- **The task**: Go through the data line by line. Copy each one holding the string "pickup".

- **Entries shown**:
▼

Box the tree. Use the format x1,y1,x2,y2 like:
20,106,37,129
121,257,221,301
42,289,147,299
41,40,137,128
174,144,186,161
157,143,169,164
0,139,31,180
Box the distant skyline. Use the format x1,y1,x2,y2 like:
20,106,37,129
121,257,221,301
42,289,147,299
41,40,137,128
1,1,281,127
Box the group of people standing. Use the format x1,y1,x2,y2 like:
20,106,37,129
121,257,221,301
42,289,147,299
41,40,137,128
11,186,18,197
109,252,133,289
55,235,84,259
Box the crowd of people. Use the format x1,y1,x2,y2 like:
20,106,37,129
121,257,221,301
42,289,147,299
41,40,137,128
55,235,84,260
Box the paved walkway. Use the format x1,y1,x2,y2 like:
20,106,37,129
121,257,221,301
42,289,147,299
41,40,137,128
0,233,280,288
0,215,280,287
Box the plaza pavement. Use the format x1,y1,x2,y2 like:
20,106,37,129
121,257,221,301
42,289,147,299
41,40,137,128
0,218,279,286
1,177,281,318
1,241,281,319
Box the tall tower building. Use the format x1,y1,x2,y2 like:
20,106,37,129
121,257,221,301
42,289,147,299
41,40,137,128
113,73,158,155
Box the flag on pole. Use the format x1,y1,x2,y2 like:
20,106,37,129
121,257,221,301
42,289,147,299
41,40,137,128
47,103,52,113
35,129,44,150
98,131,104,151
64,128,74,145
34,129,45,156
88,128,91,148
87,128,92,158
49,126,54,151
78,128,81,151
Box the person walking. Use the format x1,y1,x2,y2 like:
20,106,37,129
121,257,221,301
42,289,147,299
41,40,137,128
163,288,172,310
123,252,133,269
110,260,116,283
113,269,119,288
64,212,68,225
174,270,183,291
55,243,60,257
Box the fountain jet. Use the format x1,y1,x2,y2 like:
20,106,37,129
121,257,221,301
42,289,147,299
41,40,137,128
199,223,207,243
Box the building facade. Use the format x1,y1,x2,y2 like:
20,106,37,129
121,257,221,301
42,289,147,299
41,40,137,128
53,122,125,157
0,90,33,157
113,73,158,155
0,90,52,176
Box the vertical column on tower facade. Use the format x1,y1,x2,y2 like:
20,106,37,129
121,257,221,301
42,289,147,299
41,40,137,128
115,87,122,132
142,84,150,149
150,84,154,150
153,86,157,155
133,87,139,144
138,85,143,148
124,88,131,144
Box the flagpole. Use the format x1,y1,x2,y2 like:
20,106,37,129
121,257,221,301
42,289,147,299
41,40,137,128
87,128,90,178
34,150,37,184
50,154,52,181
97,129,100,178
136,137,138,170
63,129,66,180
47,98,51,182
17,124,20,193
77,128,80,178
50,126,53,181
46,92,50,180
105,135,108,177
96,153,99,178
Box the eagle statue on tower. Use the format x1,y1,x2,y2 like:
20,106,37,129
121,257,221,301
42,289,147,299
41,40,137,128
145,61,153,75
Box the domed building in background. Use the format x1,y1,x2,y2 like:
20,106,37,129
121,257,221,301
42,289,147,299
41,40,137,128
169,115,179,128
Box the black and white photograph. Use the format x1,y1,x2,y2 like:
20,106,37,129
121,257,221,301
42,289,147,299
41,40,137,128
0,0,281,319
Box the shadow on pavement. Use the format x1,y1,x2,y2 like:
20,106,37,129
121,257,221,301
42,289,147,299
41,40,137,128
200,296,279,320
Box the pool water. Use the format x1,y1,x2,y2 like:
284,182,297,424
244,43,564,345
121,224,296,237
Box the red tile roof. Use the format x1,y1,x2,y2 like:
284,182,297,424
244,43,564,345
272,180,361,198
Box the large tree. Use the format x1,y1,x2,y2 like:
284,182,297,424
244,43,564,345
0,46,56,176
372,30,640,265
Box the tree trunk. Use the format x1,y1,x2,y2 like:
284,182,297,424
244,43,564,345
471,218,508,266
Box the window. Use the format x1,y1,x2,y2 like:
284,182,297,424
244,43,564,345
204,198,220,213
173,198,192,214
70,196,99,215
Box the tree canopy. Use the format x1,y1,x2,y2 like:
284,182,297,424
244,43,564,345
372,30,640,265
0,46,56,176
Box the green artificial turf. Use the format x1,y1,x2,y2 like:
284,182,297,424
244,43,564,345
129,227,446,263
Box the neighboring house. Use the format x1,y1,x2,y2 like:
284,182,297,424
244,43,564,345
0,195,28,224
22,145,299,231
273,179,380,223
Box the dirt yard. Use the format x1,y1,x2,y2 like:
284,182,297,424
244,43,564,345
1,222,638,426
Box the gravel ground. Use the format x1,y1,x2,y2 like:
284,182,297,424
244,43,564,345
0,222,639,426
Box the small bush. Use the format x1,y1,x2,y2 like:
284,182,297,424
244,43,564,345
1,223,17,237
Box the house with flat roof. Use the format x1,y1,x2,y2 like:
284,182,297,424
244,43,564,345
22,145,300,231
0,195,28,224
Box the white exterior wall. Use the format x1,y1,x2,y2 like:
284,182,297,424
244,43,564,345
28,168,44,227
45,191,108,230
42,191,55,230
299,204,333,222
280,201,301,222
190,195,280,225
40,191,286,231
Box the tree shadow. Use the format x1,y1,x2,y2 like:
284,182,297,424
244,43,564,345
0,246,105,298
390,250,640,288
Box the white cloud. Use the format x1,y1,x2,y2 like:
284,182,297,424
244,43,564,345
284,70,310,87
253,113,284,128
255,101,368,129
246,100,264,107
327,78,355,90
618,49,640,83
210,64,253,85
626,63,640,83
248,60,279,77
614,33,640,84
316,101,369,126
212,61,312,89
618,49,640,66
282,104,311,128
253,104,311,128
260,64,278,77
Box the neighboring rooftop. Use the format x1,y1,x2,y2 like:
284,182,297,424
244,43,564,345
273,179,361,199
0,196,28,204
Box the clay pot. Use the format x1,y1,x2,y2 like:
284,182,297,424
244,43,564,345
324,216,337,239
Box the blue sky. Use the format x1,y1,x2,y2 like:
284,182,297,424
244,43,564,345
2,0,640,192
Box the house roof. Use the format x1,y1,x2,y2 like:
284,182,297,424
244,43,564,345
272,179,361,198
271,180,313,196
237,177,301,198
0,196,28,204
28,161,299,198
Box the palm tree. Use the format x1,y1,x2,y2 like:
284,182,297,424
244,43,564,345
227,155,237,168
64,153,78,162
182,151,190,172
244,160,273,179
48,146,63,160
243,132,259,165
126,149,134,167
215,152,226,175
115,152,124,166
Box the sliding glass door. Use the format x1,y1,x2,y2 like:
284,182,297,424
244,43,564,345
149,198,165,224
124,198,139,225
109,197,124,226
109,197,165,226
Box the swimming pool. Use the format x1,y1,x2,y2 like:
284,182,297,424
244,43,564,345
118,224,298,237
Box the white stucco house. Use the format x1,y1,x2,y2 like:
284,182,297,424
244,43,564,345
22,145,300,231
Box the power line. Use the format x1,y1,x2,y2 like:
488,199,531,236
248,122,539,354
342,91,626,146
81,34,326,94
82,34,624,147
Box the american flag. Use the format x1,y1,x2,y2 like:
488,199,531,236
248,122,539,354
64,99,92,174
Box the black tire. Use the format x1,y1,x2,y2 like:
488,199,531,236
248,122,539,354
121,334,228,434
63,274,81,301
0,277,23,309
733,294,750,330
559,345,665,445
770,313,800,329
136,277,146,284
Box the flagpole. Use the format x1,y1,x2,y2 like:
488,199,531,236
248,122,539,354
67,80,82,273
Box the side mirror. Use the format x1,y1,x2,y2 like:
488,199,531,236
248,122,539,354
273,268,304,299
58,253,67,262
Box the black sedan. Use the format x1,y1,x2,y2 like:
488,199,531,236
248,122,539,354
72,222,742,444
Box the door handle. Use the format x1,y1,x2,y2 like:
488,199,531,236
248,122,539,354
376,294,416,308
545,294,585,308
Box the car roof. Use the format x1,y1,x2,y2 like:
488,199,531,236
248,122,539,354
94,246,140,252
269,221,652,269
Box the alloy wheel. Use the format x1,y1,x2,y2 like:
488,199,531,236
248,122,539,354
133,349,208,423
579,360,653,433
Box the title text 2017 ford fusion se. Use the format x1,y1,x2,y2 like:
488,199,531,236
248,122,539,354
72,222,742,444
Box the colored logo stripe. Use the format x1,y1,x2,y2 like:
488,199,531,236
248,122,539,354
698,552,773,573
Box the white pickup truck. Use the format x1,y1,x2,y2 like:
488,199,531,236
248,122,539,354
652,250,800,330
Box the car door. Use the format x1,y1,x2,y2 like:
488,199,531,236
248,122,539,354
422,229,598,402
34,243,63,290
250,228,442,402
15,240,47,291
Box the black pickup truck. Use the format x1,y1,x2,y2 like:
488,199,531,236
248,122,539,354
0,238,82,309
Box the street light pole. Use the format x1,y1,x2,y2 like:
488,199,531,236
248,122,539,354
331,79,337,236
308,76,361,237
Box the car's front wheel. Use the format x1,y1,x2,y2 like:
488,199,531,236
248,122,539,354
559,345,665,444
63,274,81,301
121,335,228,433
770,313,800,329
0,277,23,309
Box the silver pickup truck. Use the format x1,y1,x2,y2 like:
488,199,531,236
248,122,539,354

▲

- **Exercise answer**:
Box the white pickup truck. Use the format x1,y1,x2,y2 like:
Box the black pickup truck. Use the format x1,y1,x2,y2 like:
Box the silver pickup truck. Use the format x1,y1,x2,y2 like:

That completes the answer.